Page text: Begin
Feeling the pain of rising drug prices? Blame the middle man

Author: CBS News
Published:
MGN

While Washington wrangles with a replacement for Obamacare, patients across the country continue to battle one of the biggest everyday obstacles to good health care: Rising drug prices.

Prescription drugs account for 10 percent of the $3.2 trillion in overall health care spending, outpacing all other health care services, according to government statistics. Consumers with diabetes, cancer and leukemia are some of the most likely to feel pain at the pharmacy due to recent drug price hikes. The cost of two common types of insulin, for instance, increased 300 percent in the past decade.

On the face of it, pharmaceutical companies take most of the blame. Headline-making price jumps for drugs such as Mylan’s EpiPen and the recent announcements on insulin price increases, have shed new light on drug manufacturers’ addiction to higher prices. But pharmacy benefit managers (PBMs), the firms that manage prescription services for insurers, are also culprits, according to health care advocates and recent research published in JAMA Internal Medicine.

Here’s how it works: Large PBMs such as Express Scripts, CVS Caremark and OptumRx, negotiate with pharma companies for lower prices, discounts and rebates on each prescription filled. In return, the drug companies are included on the PBMs’ formularies, the list of drugs insurance will cover. PBMs claim they pass these savings onto the health plans they work for, which in turn lowers prices for consumers.

But it doesn’t always seem to happen that way. How much in rebates pharmaceutical companies give and PBMs receive are not disclosed. And the JAMA Internal Medicine report argues that rebates for Medicare Part D prescription drug coverage actually may raise costs for patients and Medicare, while increasing profit for insurers and drug makers. As PBMs negotiate more discounts and rebates, pharmaceutical companies have been raising prices at a record rate, in part to preserve the industry’s high profit margins.

Health care consumers are caught in the middle of the complicated world of drug price negotiations, as several recent lawsuits and legislative efforts on the subject attest.  Here’s what you need to know.
Page text: End
Task requirements —
Please continue the article on drug prices, starting right after its final sentence. The items have no connection to the article on drug prices.
Dataset entries: Begin
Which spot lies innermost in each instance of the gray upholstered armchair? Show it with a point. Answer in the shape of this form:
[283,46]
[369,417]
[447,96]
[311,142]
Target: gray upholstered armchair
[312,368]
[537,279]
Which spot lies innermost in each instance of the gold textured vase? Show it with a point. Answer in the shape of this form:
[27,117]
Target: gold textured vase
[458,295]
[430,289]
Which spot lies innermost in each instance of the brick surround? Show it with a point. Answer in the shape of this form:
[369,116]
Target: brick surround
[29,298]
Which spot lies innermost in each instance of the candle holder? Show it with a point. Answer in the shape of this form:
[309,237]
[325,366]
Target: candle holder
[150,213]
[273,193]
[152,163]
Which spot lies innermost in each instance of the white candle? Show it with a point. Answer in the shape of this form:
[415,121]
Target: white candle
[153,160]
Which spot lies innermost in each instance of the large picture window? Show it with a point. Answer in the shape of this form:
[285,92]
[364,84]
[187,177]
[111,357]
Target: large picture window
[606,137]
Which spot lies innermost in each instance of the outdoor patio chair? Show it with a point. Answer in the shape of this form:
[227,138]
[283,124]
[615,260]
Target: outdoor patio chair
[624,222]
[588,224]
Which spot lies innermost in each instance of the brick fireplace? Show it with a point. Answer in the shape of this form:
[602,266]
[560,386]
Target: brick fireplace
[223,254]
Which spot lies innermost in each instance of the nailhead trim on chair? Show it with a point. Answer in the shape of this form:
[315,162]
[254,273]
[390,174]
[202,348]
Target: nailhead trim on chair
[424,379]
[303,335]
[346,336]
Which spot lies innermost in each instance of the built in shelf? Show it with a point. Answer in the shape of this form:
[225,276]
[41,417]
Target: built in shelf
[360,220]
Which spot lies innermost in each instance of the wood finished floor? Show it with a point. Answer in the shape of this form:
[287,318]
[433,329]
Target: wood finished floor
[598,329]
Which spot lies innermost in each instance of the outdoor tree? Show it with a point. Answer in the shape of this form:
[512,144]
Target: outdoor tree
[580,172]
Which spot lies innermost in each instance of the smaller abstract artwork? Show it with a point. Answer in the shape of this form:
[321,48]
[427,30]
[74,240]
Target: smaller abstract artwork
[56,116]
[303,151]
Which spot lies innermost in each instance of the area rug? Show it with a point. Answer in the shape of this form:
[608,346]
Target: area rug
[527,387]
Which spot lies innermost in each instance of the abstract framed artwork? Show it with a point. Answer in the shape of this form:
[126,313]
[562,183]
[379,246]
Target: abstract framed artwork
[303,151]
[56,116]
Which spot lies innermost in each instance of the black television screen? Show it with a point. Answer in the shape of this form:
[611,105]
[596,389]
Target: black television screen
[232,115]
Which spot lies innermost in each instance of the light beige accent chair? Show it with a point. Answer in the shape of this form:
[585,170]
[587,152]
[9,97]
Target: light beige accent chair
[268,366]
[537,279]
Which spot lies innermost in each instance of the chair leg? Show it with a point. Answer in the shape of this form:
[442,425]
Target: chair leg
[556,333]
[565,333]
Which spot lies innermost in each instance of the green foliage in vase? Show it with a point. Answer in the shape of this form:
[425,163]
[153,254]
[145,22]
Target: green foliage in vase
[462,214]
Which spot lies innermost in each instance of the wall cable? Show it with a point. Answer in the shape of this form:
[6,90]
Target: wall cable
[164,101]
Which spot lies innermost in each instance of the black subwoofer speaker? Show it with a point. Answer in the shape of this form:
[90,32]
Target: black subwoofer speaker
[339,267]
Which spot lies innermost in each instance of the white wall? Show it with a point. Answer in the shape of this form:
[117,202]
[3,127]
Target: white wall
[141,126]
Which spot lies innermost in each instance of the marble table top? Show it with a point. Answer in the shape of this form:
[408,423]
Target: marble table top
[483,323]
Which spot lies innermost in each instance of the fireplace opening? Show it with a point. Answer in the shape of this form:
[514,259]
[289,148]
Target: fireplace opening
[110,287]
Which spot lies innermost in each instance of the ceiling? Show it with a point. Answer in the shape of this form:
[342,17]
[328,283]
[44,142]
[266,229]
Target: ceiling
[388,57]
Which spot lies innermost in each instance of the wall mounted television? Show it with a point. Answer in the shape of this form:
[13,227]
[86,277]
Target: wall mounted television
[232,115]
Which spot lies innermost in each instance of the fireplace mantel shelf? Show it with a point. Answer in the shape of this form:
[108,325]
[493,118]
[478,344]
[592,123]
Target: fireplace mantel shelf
Dataset entries: End
Response for this exercise —
List price matters. Because PBMs end up paying far less than the list price for most drugs, the thinking goes that the list price doesn’t matter anymore. Only the negotiated price is what counts. But list price does matter when it comes to co-pays, co-insurance and other out-of-pocket costs. These payments are often based on the list price of a drug, not the discounted price. So if you are paying 20 percent co-insurance on a $200 vial of insulin per month, but your insurer is paying a discounted $75 per vial, you pay the 20 percent on the list price, or $40, instead of the $15 you would pay if the co-insurance was 20 percent of the discounted price. And, for Medicare patients, it is often the higher list price that is used to calculate the so-called doughnut hole, the spending level at which patients pay a higher percentage of out-of-pocket costs for drugs.

Watch for clawbacks. This happens when your co-pay or co-insurance is higher than the negotiated price of your medicine. Your co-pay isn’t reduced in line with the lower price of the drug. One current lawsuit involves a consumer who paid a $50 co-pay to fill her contraceptive prescription. But her pharmacy had contracted to pay only $11.65 for the medication, leaving the $38.35 to go back to the PBM involved in the negotiations, according to the suit’s allegations.

You can negotiate. With the lack of transparency and health care policy far from settled in Washington, there isn’t a whole lot consumers can do to counteract the middleman phenomenon. But you can negotiate. Pharmacies have gotten accustomed to the fact that most everyone doesn’t pay list price for a drug anymore, so when you ask at the counter, is there any discount on that, the answer will likely be yes, especially if you haven’t yet met your deductible or you are uninsured.